■ **EXTRAIT DU TEXTE**
____________

Donald Trump cherche la sortie de guerre, en Ukraine et au Proche-Orient

Donald Trump cherche la sortie de guerre, en Ukraine et au Proche-Orient
الأربعاء 18 ديسمبر, 2024

La diversité des personnalités choisies par le président américain élu pour mettre en œuvre sa politique étrangère après son investiture, le 20 janvier, et ses déclarations récentes maintiennent l’incertitude sur ses futurs choix.

Par Piotr Smolar (Washington, correspondant). LE MONDE.

« Nous voulons la paix sur la Terre », disait Donald Trump à quelques jours de l’élection présidentielle du 5 novembre. Le voici élu, sur le point de revenir à la Maison Blanche le 20 janvier 2025, avec deux foyers majeurs de crise : le conflit en Ukraine et le Proche-Orient, où Gaza continue d’être occupée et bombardée par l’armée israélienne. Si la question migratoire promet d’être la priorité absolue du début du mandat, Donald Trump et ses conseillers envisagent simultanément ces deux crises internationales, aux ramifications bien plus complexes que ne le prétendait le milliardaire en campagne.

____________

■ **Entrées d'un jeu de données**

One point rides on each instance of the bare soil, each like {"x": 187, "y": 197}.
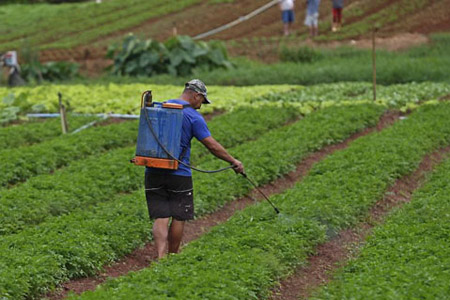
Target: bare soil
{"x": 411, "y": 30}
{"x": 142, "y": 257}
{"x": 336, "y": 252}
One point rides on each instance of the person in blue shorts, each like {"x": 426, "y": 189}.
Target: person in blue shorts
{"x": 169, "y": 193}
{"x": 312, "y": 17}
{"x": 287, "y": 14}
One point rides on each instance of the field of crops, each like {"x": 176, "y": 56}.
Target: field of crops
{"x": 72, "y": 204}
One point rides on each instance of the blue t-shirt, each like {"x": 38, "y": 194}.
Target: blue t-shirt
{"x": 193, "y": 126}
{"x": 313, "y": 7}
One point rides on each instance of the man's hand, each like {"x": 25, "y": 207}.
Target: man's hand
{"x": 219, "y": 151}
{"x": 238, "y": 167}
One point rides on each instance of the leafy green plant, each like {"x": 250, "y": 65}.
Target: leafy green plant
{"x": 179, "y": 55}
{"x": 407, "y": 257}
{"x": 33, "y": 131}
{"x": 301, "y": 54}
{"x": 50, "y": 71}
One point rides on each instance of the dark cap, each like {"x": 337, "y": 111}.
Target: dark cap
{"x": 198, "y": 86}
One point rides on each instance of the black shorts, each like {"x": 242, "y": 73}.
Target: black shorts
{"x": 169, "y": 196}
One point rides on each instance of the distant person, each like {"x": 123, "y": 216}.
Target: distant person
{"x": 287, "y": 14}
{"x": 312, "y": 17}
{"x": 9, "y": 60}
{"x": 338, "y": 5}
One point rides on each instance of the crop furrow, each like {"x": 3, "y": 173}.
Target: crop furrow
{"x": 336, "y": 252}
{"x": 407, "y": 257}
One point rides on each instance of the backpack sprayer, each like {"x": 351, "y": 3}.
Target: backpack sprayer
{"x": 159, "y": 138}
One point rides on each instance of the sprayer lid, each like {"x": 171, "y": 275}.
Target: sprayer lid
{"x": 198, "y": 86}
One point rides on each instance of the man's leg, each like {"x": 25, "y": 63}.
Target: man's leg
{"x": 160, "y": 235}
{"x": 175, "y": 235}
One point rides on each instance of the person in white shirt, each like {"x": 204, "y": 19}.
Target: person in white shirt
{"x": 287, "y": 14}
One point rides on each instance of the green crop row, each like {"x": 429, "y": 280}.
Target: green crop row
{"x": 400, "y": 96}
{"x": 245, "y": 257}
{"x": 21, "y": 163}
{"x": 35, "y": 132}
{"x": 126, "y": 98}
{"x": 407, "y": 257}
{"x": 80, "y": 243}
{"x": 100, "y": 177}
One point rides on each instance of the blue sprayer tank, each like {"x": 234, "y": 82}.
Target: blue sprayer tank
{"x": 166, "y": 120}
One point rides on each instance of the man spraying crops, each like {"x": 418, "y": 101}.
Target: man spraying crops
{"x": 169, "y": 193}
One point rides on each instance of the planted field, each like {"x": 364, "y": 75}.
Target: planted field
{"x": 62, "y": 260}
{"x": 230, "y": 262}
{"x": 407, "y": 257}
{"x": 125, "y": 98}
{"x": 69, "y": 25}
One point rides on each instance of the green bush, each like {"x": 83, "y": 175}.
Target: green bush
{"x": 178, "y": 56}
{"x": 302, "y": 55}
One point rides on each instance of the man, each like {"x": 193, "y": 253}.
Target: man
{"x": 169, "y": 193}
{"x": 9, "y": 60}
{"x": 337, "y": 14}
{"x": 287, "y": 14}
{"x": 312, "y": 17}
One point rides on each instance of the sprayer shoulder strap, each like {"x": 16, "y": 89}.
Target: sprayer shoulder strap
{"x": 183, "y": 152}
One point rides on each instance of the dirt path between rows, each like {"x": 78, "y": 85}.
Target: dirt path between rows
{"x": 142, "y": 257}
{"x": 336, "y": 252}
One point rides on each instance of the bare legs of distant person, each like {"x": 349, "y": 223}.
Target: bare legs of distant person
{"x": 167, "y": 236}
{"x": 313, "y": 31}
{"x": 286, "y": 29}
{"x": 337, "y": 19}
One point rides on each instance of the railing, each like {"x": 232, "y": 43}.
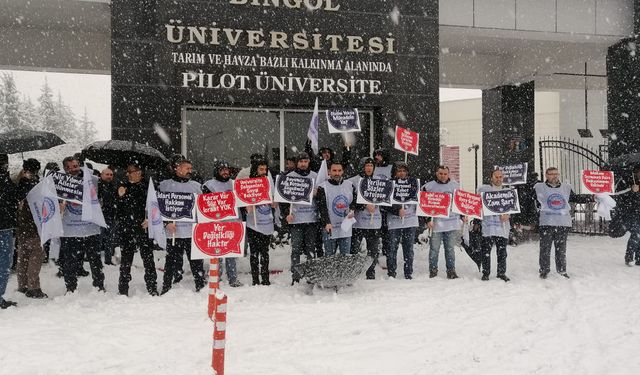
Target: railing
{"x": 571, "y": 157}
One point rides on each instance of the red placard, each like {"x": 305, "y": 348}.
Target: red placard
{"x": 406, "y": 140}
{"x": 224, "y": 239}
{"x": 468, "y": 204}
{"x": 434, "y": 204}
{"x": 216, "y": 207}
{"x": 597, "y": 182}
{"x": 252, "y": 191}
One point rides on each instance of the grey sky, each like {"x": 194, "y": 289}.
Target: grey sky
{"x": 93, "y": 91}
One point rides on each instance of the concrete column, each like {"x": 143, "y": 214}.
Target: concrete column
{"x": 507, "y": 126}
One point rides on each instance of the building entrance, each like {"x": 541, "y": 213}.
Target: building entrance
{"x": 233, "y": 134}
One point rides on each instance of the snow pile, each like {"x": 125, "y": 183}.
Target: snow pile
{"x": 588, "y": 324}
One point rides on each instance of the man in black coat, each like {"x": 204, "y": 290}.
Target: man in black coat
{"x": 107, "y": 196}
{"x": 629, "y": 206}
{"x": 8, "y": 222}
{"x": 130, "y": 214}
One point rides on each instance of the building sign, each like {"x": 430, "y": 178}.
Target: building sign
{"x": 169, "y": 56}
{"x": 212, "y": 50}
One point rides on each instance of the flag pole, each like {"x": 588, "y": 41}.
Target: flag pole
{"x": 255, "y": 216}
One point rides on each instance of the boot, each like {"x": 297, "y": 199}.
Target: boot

____________

■ **LES CONSIGNES**
A - Résumez en deux phrases l'article sur la politique étrangère de Donald Trump.
B - Poursuivez l'article sur la politique étrangère de Donald Trump après sa dernière phrase.

■ **LES RÉPONSES**
A - Élu le 5 novembre et attendu à la Maison Blanche le 20 janvier 2025, Donald Trump fait face à deux foyers majeurs de crise : l'Ukraine et le Proche-Orient, où Gaza reste occupée et bombardée par l'armée israélienne. La diversité des personnalités qu'il a choisies et ses déclarations récentes entretiennent l'incertitude sur ses choix, alors que la question migratoire s'annonce prioritaire et que lui et ses conseillers envisagent simultanément ces deux crises, plus complexes qu'il ne le prétendait en campagne.

B -
Donald Trump semble aborder les deux questions de façon très pratique : quel est le succès potentiel le plus facilement atteignable ? Quel conflit peut s’achever dès le début de sa présidence, pour illustrer un changement d’ère ? « Je pense que le Moyen-Orient est un problème plus facile à gérer que ce qui se passe avec la Russie et l’Ukraine », a expliqué le président élu dans un entretien au magazine Time, fin novembre. Alors qu’il avait promis de résoudre la guerre en Ukraine en vingt-quatre heures, pendant sa campagne, voilà que Donald Trump semble rattrapé par la réalité du confit. Au fil de ses entretiens avec des dirigeants européens, où il était pour une fois à l’écoute, son ambition ressemble plus à un gel de la guerre qu’à une négociation multilatérale d’ampleur, qui réécrirait les termes de la sécurité en Europe.

Donald Trump paraît marqué par les notes récentes des services de renseignement américains. Il mentionne depuis plusieurs semaines le chiffre d’« environ 600 000 » soldats russes tués ou blessés en Ukraine, comme si ces pertes suffisaient pour convaincre Vladimir Poutine de cesser les hostilités. Lundi 16 décembre, devant la presse à Palm Beach (Floride), il disait que les bilans réels étaient bien plus élevés qu’on ne le disait, dans ce « carnage qu’on n’a pas vu depuis la seconde guerre mondiale ». Il évoquait des villes ukrainiennes réduites en ruine, des immeubles « aplatis comme un pancake ».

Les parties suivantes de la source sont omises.